Location identification items:
*****

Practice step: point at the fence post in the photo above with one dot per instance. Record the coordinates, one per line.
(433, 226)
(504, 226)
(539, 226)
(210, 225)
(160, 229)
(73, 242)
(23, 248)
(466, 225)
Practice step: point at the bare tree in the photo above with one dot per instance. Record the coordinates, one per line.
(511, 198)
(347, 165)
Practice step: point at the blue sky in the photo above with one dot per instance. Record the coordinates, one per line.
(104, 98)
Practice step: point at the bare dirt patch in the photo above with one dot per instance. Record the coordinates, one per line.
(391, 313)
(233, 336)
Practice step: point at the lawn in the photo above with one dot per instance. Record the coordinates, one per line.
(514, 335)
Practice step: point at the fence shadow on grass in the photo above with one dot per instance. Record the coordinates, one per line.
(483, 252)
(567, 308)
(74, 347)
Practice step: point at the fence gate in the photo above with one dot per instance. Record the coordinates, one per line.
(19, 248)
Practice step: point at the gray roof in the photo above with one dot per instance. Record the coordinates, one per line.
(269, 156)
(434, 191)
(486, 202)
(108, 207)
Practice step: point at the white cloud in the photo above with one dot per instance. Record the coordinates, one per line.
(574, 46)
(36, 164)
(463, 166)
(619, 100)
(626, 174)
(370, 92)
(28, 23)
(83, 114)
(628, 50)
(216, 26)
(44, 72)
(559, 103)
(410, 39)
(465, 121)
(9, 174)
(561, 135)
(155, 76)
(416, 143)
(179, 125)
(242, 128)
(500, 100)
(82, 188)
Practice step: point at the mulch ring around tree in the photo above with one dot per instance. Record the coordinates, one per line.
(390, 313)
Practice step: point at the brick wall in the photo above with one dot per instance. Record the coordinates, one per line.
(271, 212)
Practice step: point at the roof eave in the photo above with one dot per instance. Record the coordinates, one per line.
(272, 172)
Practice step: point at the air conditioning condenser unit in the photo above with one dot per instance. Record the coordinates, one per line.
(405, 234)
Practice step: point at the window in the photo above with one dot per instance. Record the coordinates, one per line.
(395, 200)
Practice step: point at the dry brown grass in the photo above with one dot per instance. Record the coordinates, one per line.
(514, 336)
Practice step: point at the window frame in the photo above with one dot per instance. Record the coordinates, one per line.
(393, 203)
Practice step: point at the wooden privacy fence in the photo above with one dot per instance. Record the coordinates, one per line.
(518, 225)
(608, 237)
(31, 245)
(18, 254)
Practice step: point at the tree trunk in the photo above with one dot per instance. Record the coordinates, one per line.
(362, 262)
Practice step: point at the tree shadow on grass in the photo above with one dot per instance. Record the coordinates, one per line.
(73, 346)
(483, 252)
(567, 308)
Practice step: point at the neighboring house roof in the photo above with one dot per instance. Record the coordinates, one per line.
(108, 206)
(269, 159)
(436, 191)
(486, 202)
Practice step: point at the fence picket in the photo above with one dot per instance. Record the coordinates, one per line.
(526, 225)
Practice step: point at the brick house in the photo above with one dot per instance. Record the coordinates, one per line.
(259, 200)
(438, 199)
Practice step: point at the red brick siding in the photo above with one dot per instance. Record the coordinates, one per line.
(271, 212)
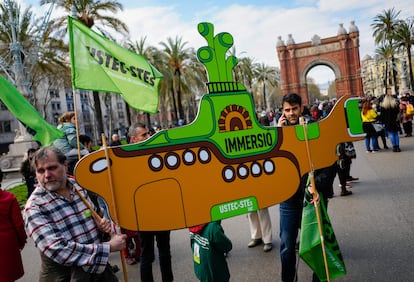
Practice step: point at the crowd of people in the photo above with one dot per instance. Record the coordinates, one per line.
(58, 216)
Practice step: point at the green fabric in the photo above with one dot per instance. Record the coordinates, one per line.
(209, 246)
(310, 249)
(101, 65)
(17, 104)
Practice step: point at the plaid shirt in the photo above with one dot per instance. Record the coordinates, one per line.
(64, 230)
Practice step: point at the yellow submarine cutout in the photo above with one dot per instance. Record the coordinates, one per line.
(221, 165)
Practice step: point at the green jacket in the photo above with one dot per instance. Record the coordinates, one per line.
(209, 245)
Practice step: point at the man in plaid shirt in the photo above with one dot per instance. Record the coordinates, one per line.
(63, 228)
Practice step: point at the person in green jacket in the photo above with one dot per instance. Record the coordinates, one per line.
(210, 246)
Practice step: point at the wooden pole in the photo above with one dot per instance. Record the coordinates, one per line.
(314, 192)
(104, 145)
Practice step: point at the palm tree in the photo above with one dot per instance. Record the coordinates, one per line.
(90, 12)
(178, 57)
(385, 52)
(405, 39)
(243, 72)
(42, 55)
(385, 26)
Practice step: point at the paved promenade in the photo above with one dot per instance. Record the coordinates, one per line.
(374, 228)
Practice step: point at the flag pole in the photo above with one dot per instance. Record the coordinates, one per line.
(314, 193)
(108, 161)
(76, 121)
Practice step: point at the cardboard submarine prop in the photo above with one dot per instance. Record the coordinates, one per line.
(221, 165)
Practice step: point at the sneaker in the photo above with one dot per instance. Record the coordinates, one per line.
(115, 268)
(267, 247)
(348, 185)
(352, 179)
(131, 261)
(254, 243)
(346, 193)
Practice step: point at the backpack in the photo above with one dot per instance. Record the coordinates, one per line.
(409, 109)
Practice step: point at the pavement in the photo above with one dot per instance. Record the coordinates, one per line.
(374, 228)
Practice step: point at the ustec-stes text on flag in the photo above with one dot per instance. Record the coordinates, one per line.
(99, 64)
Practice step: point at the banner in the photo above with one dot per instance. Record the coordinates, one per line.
(310, 248)
(17, 104)
(99, 64)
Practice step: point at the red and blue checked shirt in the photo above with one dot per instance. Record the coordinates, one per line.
(64, 229)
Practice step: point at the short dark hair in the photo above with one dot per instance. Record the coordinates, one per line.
(43, 152)
(292, 98)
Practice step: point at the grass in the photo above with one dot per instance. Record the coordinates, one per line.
(20, 192)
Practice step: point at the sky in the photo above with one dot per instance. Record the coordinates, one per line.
(255, 25)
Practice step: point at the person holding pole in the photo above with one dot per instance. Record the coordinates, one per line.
(290, 211)
(69, 144)
(61, 220)
(138, 133)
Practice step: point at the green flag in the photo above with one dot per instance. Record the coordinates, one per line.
(310, 248)
(17, 104)
(101, 65)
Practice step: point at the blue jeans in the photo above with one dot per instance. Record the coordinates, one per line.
(394, 137)
(148, 256)
(290, 220)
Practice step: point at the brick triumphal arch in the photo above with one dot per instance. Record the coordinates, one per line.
(340, 53)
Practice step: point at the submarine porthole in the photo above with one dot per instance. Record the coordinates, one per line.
(155, 162)
(204, 155)
(256, 169)
(269, 166)
(228, 174)
(189, 157)
(242, 171)
(99, 165)
(172, 161)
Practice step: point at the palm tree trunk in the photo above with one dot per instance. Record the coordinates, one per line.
(180, 106)
(98, 112)
(175, 120)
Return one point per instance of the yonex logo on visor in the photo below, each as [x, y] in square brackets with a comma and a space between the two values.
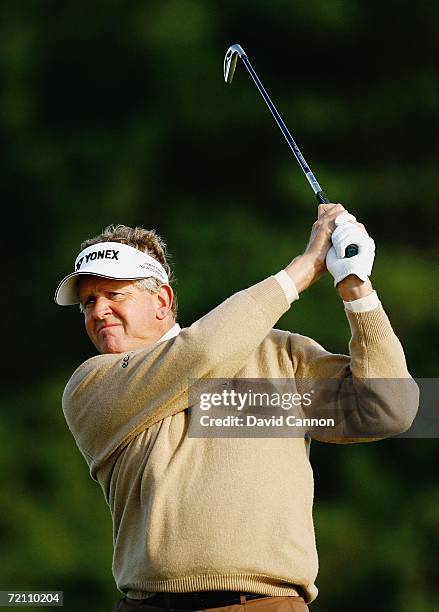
[109, 260]
[108, 254]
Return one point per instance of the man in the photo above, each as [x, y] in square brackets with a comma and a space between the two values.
[204, 523]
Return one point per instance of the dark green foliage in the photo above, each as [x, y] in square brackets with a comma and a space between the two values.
[117, 112]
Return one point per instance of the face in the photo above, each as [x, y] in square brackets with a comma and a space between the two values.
[119, 316]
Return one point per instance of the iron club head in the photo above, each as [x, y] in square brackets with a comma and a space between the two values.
[230, 59]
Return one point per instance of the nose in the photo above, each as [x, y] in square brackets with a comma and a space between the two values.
[101, 308]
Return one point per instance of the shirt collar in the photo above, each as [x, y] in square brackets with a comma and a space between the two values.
[171, 333]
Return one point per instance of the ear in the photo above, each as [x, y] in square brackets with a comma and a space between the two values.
[165, 299]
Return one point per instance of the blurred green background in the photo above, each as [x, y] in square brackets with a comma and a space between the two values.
[116, 112]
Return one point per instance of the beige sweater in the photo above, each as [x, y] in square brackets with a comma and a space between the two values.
[195, 514]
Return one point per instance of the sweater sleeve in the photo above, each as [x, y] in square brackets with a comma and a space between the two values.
[370, 393]
[112, 398]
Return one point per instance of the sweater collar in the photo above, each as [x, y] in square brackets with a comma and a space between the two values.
[171, 333]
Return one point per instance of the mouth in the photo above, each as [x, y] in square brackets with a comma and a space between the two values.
[109, 326]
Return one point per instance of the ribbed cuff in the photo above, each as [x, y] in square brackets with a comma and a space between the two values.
[371, 326]
[365, 304]
[288, 286]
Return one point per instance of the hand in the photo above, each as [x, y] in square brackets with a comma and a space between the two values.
[309, 267]
[348, 231]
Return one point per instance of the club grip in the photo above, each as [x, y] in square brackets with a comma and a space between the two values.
[322, 198]
[352, 249]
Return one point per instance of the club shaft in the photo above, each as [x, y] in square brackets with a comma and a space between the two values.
[283, 128]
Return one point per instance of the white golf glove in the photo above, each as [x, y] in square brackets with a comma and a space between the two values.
[347, 233]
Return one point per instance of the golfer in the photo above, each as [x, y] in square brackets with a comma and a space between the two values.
[206, 523]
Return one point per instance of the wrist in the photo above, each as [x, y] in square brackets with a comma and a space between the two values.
[301, 271]
[353, 288]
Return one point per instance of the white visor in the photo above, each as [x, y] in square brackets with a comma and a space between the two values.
[109, 260]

*****

Copy out word for word the lines of the entries starting with the line that contains "Return one point per instance of the club shaft" and going on through the last line of the entries.

Correct answer:
Return one point per instance of the club shaft in the photo above, each as [x, y] in square brackets with a comma and a space between the two values.
[283, 128]
Return one point per instance of the white golf glove in the photo above, each as [x, y] in square brackets with a comma and a space between the two values.
[347, 233]
Return one point per instance of the golfer in the photo above, each as [x, y] in square brackets with a comma and a space between the two values.
[206, 523]
Return one point per instance of the wrist in the photo above, each as [x, y] in square brackets with a comma and a space between the two values.
[301, 271]
[353, 288]
Return one point per instance of the white visor in the photo above, each as [x, y] in square brackets with a comma and a space between the two values.
[109, 260]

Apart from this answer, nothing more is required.